Segment Open
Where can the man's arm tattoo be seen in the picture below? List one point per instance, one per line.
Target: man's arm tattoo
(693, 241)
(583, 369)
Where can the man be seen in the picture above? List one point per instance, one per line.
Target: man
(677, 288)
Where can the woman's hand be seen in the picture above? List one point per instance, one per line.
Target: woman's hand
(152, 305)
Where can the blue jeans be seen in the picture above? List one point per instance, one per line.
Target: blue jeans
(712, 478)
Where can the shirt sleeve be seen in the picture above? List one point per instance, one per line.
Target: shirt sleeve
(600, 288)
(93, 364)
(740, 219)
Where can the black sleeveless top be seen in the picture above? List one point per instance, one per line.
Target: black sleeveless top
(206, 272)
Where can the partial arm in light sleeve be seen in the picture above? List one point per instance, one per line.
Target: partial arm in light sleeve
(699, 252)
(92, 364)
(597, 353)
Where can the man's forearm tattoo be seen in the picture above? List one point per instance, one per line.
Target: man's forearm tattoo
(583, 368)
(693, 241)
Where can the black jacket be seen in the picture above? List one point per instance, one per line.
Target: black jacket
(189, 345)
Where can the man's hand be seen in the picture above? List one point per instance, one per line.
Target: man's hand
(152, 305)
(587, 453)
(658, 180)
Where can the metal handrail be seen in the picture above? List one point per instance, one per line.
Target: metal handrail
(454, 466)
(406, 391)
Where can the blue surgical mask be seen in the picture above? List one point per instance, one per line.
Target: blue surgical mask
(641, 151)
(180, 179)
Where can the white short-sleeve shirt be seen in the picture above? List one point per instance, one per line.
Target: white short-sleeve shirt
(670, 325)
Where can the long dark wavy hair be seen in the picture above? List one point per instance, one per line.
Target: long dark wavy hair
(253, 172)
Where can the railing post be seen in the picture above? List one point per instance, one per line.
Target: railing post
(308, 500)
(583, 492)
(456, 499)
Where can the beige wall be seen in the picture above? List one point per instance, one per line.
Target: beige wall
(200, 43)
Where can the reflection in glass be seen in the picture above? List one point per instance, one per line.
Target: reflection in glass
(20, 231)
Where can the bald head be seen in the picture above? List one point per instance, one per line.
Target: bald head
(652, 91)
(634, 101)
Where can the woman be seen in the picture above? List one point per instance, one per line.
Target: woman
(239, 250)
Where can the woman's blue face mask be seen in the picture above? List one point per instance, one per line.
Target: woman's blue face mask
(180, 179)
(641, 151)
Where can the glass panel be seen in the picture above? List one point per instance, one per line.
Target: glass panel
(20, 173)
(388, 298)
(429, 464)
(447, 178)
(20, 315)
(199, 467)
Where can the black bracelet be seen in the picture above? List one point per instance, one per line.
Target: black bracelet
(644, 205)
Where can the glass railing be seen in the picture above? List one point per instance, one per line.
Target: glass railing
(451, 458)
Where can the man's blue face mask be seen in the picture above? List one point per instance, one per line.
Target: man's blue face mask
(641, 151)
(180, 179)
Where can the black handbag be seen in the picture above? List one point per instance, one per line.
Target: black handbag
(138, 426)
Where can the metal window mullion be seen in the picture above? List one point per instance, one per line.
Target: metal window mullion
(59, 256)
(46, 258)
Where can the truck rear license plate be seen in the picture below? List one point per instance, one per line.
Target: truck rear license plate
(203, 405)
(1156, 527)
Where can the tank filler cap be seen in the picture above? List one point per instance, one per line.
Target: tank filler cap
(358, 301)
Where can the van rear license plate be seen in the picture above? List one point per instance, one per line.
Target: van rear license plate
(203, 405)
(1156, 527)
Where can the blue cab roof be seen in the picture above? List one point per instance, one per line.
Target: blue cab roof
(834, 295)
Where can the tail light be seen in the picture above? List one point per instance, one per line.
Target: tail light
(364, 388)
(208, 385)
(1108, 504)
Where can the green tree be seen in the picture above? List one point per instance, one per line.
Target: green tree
Segment Closed
■ What is needed
Reproduce the material verbatim, line by line.

■ Your solution
Where can the man's arm tattoo be seen in the picture below? List one point per instance, one per line.
Target: man's arm tattoo
(693, 241)
(583, 369)
Where can the man be seen in the picture above? List one point per instance, one per line.
Target: man
(677, 288)
Where can the woman's hand be seen in the picture above? List one point per instance, one per line.
Target: woman's hand
(152, 305)
Where can the blue jeans be seen in the picture above? List one point per instance, one per line.
Target: blue jeans
(712, 478)
Where can the shirt sleeve be seen in the picture above? List one point per instance, one per line.
Target: shirt sleeve
(600, 288)
(93, 364)
(740, 219)
Where can the black sleeveless top be seen in the picture above? List one point per instance, one per line.
Target: black sleeveless top
(206, 272)
Where can the partial arm in light sleeve be seen in the picture above? List one point per instance, one per line.
Target: partial arm in light sleeve
(699, 252)
(92, 364)
(597, 353)
Where can the man's forearm tattoo be seen in the picture above? List one point per instance, one per line.
Target: man's forearm tattoo
(583, 368)
(693, 241)
Where can the black jacket be seen in the picture above? List one point per instance, one per line.
Target: black jacket
(189, 345)
Where can the man's hand be seen in the picture above? List one point per instance, one per line.
Target: man's hand
(152, 305)
(587, 453)
(658, 180)
Where can the metal handrail be seen in the picture above? List one point per instance, one per line.
Target: metal handrail
(454, 466)
(406, 391)
Where can the blue surgical mask be seen in the picture above? List one point per instance, one per line.
Target: blue surgical mask
(641, 151)
(180, 179)
Where can the white short-sleeve shirt be seen in the picture above? List one point per instance, one per line.
Target: white short-sleeve shirt
(670, 325)
Where can the long dark wavy hair be seen in the picture above? List one point per instance, one per line.
Target: long dark wavy hair
(253, 172)
Where can the railing post be seen in the picture above? List one point per instance, one per line.
Target: railing post
(308, 500)
(583, 492)
(456, 499)
Where can the beige wall be seen in the picture above? List one point per instance, one per line.
Target: beige wall
(200, 43)
Where can the reflection in glass be seen in the picture above? List one point per instance, one per line.
Target: reflection in glass
(20, 231)
Where can the bald head be seen in the picture above? List one point per instance, one per line.
Target: bald head
(652, 91)
(634, 101)
Where can the woman be seen in the picture above? List one point per instance, one per line.
Target: woman
(239, 250)
Where can the woman's blue face mask be seen in the picture above? List one point per instance, one per line.
Target: woman's blue face mask
(180, 179)
(641, 151)
Where can the glass panel be seen in the picture above? List one point per instance, one per line.
Target: glass panel
(20, 173)
(388, 298)
(429, 464)
(447, 178)
(20, 315)
(199, 467)
Where can the black bracelet be seen in the picture above? List one point per instance, one per line.
Target: black bracelet
(644, 205)
Where can the glass railing be seen in the picture above? List one point per instance, one per line.
Target: glass railing
(451, 458)
Where can the man's blue face mask be seen in the picture above? List one point per instance, one per line.
Target: man's blue face mask
(641, 151)
(180, 179)
Where can the black handbag be seen in the picture above? List one point per instance, one per line.
Target: black handbag
(138, 426)
Where can the metal window mullion be seen in the picture above? List one point per instance, one per line.
Target: metal window mullion
(59, 256)
(46, 258)
Where can the truck rear license plate be seen in the picture below? List one point per instance, one per line.
Target: truck rear license plate
(203, 405)
(1156, 527)
Where can the tank filler cap be seen in the picture above? List one point per instance, one per line.
Target: tank filler cap
(358, 301)
Where can the van rear license plate be seen in the picture above? List one point per instance, one per line.
Target: van rear license plate
(203, 405)
(1156, 527)
Where can the blue cab roof be seen in the picture above? List one point per instance, one per line.
Target: blue cab roof
(834, 295)
Where can the tail light be seen in the picture above? List one point per instance, one per line.
Target: tail light
(364, 388)
(208, 385)
(1108, 504)
Where can the green tree be seen in the picture above? List one point per instance, one per line.
Target: green tree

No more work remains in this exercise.